Exercise requirements
Shift every bounding-box coordinate in the data up by 88, and write out all lines from the one that has "The client would like the puddle" through the one that has "[207,36,215,44]", keeping every line in that span. Leave out everything before and after it.

Excerpted data
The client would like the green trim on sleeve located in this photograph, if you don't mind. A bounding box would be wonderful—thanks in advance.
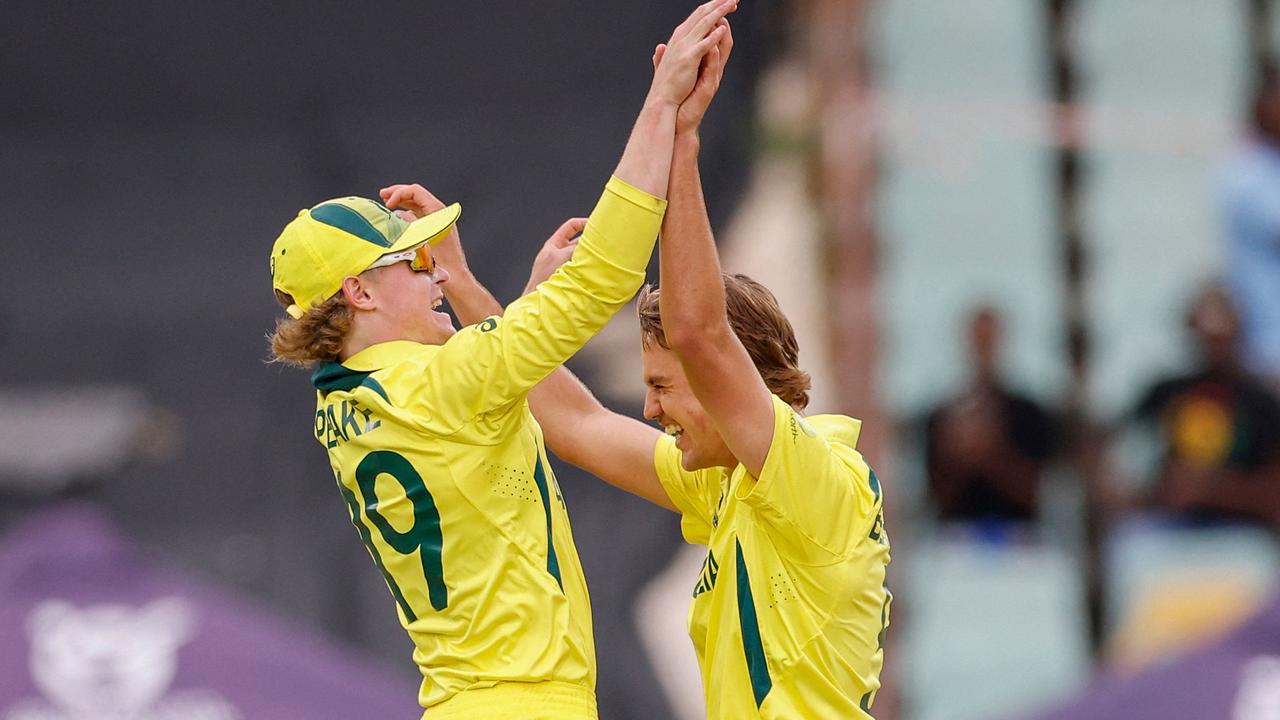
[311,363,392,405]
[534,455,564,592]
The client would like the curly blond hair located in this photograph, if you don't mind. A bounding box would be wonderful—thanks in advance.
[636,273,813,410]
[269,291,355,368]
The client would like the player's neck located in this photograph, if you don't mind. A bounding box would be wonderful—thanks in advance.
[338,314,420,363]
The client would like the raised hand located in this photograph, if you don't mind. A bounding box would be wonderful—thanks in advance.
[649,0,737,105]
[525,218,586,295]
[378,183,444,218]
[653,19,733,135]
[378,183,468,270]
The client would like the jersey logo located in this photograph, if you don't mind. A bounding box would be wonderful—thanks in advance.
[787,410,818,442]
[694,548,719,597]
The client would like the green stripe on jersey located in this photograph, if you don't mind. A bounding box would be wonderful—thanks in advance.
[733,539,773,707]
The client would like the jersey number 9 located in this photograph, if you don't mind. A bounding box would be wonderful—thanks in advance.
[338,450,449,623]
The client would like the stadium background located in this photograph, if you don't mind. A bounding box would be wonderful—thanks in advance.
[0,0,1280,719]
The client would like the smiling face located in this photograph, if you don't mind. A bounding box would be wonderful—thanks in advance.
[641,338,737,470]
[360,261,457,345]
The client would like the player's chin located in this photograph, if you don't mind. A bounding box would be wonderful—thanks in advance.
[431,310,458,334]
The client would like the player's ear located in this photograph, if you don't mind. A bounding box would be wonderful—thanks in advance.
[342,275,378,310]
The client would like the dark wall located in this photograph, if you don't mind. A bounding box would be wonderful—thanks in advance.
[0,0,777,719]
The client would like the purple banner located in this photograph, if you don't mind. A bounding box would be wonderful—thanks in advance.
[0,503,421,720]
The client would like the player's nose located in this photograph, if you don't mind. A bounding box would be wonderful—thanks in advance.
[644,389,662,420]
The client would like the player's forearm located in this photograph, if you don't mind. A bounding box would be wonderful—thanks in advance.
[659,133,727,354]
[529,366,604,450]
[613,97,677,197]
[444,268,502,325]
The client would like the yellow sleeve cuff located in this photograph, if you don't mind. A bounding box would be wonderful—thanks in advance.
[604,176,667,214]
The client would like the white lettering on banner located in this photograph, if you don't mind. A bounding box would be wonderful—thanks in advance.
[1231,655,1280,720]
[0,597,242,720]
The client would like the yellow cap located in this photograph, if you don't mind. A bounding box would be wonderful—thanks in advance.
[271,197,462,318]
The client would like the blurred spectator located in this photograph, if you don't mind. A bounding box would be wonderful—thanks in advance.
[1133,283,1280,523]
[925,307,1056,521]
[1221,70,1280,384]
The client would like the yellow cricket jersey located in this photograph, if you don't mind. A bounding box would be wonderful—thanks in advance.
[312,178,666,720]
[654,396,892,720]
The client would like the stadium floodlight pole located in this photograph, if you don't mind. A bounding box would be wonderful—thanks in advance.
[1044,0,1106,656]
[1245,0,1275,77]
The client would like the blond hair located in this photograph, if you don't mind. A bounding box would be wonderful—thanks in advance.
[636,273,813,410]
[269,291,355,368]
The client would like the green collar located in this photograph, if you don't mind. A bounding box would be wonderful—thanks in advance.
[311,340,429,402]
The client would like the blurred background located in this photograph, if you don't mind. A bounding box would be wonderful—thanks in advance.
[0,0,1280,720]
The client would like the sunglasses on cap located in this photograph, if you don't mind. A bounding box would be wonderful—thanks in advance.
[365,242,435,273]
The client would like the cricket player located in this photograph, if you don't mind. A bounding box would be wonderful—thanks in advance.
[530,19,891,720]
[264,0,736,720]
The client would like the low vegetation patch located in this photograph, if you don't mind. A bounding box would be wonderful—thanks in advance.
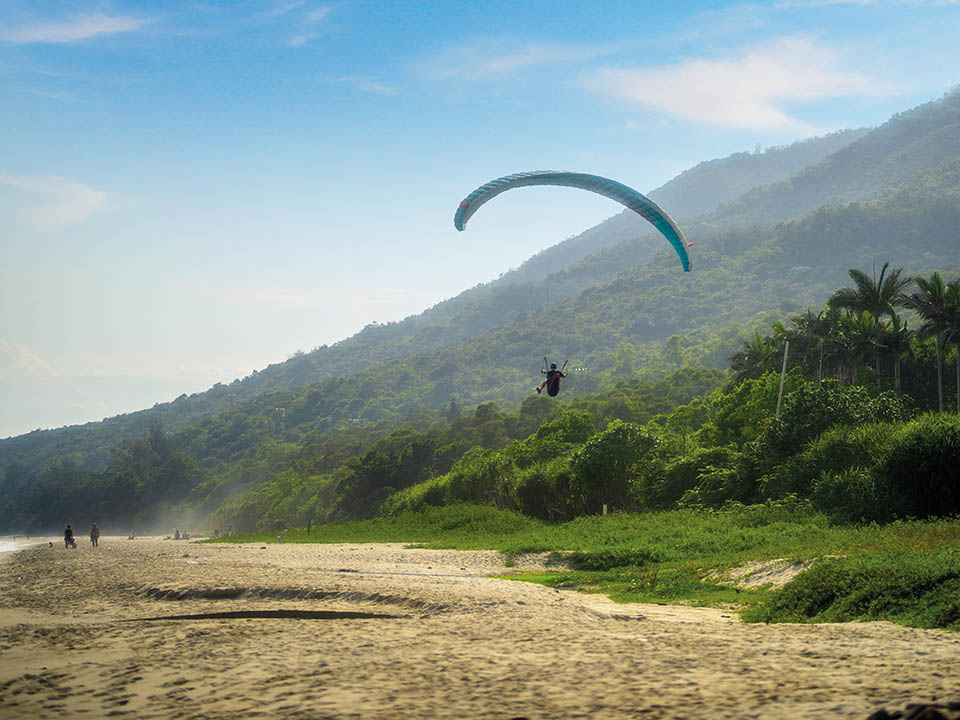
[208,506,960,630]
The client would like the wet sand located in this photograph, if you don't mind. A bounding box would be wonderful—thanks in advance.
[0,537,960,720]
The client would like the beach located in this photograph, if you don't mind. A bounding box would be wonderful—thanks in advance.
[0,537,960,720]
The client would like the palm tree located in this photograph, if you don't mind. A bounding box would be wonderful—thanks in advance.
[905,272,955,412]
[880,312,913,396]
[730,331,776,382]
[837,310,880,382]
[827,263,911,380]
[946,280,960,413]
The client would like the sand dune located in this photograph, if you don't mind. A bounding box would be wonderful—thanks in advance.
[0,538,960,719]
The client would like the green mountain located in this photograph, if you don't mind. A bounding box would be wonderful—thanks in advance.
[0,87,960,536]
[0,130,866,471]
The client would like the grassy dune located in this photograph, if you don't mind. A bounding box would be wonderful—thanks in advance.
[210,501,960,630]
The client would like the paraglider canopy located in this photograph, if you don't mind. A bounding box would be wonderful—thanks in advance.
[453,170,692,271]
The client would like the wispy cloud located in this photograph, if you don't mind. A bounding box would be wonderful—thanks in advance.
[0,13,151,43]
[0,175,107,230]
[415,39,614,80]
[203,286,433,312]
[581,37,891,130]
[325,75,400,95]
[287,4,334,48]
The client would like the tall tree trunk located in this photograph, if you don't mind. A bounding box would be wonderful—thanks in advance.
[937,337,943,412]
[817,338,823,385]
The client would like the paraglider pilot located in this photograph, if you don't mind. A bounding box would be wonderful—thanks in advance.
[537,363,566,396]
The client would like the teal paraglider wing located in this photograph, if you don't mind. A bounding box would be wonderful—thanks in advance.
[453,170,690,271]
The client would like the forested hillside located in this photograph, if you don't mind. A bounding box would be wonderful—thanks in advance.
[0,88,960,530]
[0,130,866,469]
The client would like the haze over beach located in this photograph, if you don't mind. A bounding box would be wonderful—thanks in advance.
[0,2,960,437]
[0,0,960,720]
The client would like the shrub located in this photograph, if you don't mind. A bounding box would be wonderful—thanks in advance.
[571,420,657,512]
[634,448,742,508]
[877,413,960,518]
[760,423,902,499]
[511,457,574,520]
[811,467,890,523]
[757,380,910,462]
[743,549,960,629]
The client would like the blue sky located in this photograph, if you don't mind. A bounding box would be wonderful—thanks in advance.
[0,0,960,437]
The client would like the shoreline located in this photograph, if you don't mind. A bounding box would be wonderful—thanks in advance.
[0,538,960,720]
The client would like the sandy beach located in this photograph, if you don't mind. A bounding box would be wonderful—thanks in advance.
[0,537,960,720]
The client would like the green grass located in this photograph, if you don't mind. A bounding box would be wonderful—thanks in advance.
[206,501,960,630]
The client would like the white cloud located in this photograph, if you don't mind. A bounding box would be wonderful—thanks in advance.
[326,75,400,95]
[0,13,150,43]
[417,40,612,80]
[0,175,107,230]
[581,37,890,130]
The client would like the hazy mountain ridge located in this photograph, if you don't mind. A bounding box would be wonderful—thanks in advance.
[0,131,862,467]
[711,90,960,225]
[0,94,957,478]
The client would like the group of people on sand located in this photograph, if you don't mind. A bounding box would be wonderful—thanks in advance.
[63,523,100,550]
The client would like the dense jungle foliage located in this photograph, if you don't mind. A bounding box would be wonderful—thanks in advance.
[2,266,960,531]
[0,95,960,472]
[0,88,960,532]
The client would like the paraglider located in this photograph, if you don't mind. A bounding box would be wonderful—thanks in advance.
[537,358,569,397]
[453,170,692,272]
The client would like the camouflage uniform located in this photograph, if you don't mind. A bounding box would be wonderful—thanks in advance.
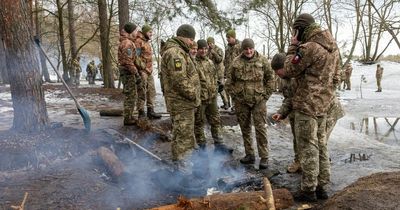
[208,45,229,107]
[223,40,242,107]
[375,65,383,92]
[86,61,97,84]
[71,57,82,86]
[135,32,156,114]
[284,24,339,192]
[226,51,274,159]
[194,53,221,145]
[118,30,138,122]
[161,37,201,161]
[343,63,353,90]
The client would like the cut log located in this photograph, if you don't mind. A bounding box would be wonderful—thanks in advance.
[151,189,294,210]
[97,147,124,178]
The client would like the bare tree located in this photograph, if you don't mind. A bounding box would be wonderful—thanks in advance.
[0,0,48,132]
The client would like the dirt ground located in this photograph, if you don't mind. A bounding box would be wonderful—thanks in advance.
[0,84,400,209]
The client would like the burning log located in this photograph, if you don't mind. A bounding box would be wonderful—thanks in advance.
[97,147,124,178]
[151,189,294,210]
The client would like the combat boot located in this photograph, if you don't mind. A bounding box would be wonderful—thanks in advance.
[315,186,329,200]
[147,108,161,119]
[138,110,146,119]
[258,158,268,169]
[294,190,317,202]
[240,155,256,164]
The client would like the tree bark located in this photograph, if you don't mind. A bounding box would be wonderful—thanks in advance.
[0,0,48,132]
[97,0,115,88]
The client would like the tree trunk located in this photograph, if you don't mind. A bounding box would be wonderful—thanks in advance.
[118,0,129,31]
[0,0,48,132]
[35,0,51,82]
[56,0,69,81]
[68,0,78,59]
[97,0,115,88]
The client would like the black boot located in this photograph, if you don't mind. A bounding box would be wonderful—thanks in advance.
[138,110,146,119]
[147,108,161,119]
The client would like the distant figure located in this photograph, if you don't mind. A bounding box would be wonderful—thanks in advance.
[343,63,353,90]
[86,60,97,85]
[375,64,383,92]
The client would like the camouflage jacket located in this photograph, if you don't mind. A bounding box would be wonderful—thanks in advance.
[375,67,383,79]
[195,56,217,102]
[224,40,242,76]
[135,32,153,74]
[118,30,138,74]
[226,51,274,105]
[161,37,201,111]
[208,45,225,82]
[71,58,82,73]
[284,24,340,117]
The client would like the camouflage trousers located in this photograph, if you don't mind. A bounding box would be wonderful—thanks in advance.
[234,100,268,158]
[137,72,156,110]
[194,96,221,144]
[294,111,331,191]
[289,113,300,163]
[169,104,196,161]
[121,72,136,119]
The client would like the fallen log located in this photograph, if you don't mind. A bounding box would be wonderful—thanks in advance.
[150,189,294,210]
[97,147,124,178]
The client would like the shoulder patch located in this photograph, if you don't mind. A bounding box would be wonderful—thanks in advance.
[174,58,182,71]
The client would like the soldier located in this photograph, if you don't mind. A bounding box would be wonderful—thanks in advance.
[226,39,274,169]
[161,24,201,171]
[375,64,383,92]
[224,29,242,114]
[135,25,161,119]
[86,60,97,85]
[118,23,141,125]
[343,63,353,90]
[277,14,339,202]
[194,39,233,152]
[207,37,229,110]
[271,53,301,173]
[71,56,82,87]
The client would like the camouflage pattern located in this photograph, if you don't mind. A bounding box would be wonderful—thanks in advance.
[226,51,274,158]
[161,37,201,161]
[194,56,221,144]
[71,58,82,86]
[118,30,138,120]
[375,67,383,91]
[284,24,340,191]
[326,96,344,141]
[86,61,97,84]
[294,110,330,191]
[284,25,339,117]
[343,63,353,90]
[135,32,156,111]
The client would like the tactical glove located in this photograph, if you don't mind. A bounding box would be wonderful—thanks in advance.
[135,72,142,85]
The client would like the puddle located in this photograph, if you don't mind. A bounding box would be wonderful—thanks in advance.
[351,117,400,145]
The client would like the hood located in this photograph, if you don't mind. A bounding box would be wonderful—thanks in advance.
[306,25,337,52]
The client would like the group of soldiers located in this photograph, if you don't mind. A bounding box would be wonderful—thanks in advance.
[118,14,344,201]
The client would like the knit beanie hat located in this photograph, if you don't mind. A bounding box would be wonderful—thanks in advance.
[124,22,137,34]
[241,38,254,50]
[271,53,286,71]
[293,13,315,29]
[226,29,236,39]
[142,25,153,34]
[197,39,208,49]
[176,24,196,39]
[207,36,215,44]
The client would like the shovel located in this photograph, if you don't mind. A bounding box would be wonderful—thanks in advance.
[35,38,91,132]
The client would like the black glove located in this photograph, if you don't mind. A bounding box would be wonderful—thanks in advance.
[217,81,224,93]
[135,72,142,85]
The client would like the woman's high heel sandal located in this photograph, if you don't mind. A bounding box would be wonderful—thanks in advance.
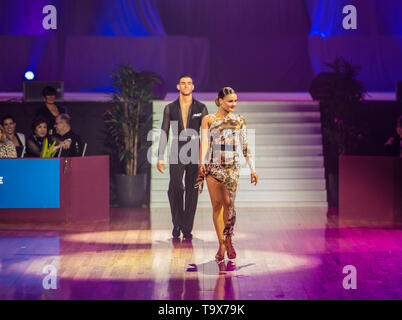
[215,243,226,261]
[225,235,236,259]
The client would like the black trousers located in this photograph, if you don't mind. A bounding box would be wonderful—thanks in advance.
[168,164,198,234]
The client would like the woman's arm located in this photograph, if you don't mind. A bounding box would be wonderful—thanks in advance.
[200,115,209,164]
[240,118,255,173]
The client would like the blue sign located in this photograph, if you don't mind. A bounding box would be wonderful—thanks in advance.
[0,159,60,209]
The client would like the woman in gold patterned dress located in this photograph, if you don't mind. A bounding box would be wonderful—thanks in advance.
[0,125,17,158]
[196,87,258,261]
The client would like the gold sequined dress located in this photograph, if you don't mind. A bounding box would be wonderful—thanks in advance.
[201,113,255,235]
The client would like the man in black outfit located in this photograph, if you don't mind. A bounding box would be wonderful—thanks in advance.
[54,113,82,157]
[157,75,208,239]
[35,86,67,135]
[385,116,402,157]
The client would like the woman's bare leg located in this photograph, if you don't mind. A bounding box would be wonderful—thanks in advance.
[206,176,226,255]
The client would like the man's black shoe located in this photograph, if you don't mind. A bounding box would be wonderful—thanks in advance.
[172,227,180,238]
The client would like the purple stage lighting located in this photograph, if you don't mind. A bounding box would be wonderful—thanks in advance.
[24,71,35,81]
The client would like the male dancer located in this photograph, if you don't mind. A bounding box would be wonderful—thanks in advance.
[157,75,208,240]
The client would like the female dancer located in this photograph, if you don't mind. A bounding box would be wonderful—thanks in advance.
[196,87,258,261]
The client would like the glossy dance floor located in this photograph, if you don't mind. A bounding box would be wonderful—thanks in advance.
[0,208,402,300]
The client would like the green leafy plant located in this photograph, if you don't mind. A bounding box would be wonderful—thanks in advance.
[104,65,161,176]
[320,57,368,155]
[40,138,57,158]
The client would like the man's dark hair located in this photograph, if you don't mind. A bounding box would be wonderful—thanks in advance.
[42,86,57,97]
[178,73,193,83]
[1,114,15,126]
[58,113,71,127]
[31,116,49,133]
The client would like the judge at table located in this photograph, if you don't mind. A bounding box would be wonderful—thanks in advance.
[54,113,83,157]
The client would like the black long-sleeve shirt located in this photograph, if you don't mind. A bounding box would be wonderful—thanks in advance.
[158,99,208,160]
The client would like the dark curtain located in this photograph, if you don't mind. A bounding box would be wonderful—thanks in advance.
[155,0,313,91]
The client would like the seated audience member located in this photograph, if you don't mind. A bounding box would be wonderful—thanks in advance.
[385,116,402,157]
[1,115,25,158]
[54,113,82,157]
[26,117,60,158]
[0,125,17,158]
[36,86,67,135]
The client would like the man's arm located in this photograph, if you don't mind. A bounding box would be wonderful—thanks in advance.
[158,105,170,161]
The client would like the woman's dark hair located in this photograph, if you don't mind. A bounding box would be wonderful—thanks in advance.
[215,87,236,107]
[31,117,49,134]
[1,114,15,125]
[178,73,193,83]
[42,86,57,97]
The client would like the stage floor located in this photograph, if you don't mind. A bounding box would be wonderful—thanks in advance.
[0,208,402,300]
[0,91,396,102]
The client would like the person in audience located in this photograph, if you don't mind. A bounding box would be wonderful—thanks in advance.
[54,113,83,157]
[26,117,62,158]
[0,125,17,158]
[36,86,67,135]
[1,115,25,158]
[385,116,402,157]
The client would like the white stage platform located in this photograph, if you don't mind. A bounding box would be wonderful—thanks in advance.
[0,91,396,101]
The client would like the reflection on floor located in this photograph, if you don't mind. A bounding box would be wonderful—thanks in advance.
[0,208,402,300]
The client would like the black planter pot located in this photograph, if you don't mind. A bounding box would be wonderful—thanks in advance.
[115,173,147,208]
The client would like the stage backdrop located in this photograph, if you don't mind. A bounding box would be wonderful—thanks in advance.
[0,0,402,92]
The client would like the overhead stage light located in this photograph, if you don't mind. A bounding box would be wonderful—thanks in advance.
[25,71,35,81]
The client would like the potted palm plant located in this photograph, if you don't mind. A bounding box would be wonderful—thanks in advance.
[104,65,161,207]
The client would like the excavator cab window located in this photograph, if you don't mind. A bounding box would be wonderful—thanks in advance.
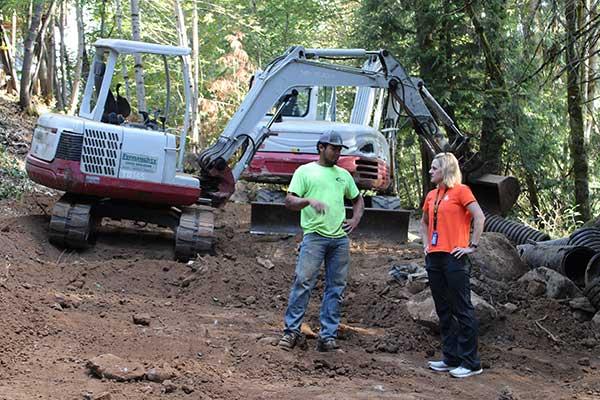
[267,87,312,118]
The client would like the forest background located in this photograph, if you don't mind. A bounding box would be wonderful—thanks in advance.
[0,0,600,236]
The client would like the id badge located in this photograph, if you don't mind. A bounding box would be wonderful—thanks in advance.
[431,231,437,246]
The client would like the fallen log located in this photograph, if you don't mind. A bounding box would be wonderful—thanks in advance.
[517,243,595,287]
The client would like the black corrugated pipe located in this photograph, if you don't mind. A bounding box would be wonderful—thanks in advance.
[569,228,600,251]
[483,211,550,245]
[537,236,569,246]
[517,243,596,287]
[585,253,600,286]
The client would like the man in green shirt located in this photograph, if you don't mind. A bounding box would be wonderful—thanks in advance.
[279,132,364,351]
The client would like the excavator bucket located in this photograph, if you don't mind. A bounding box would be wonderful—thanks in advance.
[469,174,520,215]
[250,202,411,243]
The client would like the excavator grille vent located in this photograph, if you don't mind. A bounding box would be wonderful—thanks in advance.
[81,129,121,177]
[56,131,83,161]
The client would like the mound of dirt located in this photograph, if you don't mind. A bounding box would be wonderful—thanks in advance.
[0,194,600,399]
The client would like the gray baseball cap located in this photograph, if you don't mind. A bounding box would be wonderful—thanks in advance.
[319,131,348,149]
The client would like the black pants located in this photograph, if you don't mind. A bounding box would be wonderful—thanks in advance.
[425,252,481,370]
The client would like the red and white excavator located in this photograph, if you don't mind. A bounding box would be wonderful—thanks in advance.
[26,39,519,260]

Full answer
The client would like the puddle located in this photograph, if you don't mind. A bounding box would be wonderful—thanks in advance.
[439,205,488,233]
The client would like the hood located in this photograph, if you don't mind. A bounding box would be wonderful—thanks in advance.
[394,113,425,140]
The client would like the group of soldiers located in this photograph, if you don't mind. A bounding box would be wonderful—thanks in advance.
[206,102,432,289]
The client would like the knit beanie hat located in this photograph, if you don't mind. A bounding box would be wonderful—thanks in advance.
[212,110,225,122]
[329,126,342,138]
[359,141,374,159]
[381,101,403,117]
[314,117,324,127]
[230,113,241,122]
[285,127,296,137]
[264,112,284,127]
[295,124,303,132]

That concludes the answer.